Shaping the Public Realm

As architects, we are responsible for shaping not only a project’s program, but also its larger civic role of enriching and enlivening the community, and fostering public life. We design buildings that are accessible, welcoming, and punctuated with spaces for both programmed and spontaneous community activity. Our civic buildings, museums, cultural centers, libraries, schools, and religious facilities have become anchors of a vibrant public life in neighborhoods in cities around the world. 


Mamilla Center

Located largely in what was once the no-man’s land between the Israeli and Jordanian sectors of Jerusalem, Mamilla Center forms the connection between old and new. The project has become the physical and cultural manifestation of an open society. The master plan deploys a series of parks, squares, and residential and commercial facilities to reclaim the dilapidated public realm as an area of interaction and coexistence. The street organizes a diverse program that traverses the city, bringing disparate groups of people together and unifying previously isolated districts.

□ □ □

### PROBLEMS AND TASKS
A) In the passage on shaping the public realm, duplicate the text starting at "As architects, we" and ending at "around the world.".
B) The passage on shaping the public realm names the kinds of buildings the architects design that have become anchors of public life. List each kind.
C) Resume the passage on shaping the public realm after its final sentence.

### RAW DATA
□ □ □

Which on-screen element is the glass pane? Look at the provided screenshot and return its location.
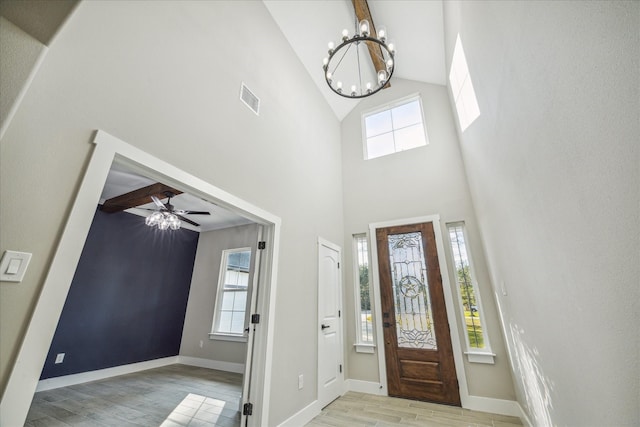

□ □ □

### EXPECTED RESULTS
A)
As architects, we are responsible for shaping not only a project’s program, but also its larger civic role of enriching and enlivening the community, and fostering public life. We design buildings that are accessible, welcoming, and punctuated with spaces for both programmed and spontaneous community activity. Our civic buildings, museums, cultural centers, libraries, schools, and religious facilities have become anchors of a vibrant public life in neighborhoods in cities around the world.

B) civic buildings, museums, cultural centers, libraries, schools, religious facilities

C)
Salt Lake City Public Library

Our design for the Salt Lake City Main Public Library reimagines the role of the library in a downtown setting, extending the library’s program into the city and drawing public activities into the library. Visitors come for books, entertainment, public events or simply to hang out and socialize. While the urban room has become one of the most popular social hubs of the city, the reading garden atop the library’s roof overlooking the Wabash Mountains is Salt Lake’s beloved garden of quiet contemplation. The outdoor piazza and lawns are the settings for book and art fairs and concerts, extending urban life outdoors in summer and, in winter, inviting it into the light-drenched urban room.


The “urban room,” a public space open throughout the day, was created to attract every facet of Salt Lake City’s community. The urban room flows from the library entrance and extends into the piazza, which is contained by a crescent wall and lined with shops, auditoria, and in the future, art cinemas. Public life can recede into the heated or air conditioned interior of the building, or extend outward to the piazza to the south, cultivating a calendar of cultural activities that transforms through the seasons. The crescent wall is climbable and connects the ground plane with the roof of the library, which allows for the extension of the public space into a rooftop park and reading garden.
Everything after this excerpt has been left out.